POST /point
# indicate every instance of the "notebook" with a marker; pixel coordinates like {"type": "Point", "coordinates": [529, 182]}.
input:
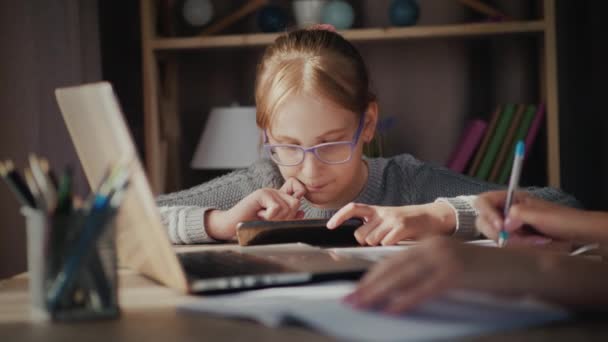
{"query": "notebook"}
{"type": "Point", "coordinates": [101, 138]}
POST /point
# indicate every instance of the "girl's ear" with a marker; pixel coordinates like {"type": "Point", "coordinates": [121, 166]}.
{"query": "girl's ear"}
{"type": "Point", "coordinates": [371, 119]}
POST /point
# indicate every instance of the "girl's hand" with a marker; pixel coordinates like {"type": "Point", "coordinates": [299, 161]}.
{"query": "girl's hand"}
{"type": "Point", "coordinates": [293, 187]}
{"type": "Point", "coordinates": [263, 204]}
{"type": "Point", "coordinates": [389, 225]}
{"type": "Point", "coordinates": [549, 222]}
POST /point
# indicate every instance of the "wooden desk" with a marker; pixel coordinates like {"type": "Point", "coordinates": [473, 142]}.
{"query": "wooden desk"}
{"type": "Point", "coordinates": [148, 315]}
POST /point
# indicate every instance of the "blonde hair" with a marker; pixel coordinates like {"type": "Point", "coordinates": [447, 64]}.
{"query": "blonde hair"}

== == ==

[WORK INSTRUCTIONS]: Can you render every line of the entries above as a Markdown table with the columns Row and Content, numbering the rows, skipping blank lines and leaving the pictures out?

[TASK OUTPUT]:
| Row | Content |
|---|---|
| 1 | POST /point |
| 2 | # indicate every instance of the "notebook" with a marker; pixel coordinates like {"type": "Point", "coordinates": [529, 182]}. |
| 3 | input: |
| 4 | {"query": "notebook"} |
| 5 | {"type": "Point", "coordinates": [101, 138]} |
| 6 | POST /point |
| 7 | # indicate every instance of the "girl's ear" with a marker; pixel coordinates like {"type": "Point", "coordinates": [121, 166]}. |
| 8 | {"query": "girl's ear"} |
| 9 | {"type": "Point", "coordinates": [371, 119]} |
| 10 | POST /point |
| 11 | # indicate every instance of the "girl's hand" with a marker; pixel coordinates like {"type": "Point", "coordinates": [299, 161]}. |
| 12 | {"query": "girl's hand"} |
| 13 | {"type": "Point", "coordinates": [293, 187]} |
| 14 | {"type": "Point", "coordinates": [263, 204]} |
| 15 | {"type": "Point", "coordinates": [389, 225]} |
| 16 | {"type": "Point", "coordinates": [549, 222]} |
| 17 | POST /point |
| 18 | # indicate every instance of the "wooden desk" with a marker; pixel coordinates like {"type": "Point", "coordinates": [473, 142]}. |
| 19 | {"query": "wooden desk"} |
| 20 | {"type": "Point", "coordinates": [148, 315]} |
| 21 | POST /point |
| 22 | # indicate every instance of the "blonde hair" with a marker; pixel coordinates like {"type": "Point", "coordinates": [447, 64]}. |
| 23 | {"query": "blonde hair"} |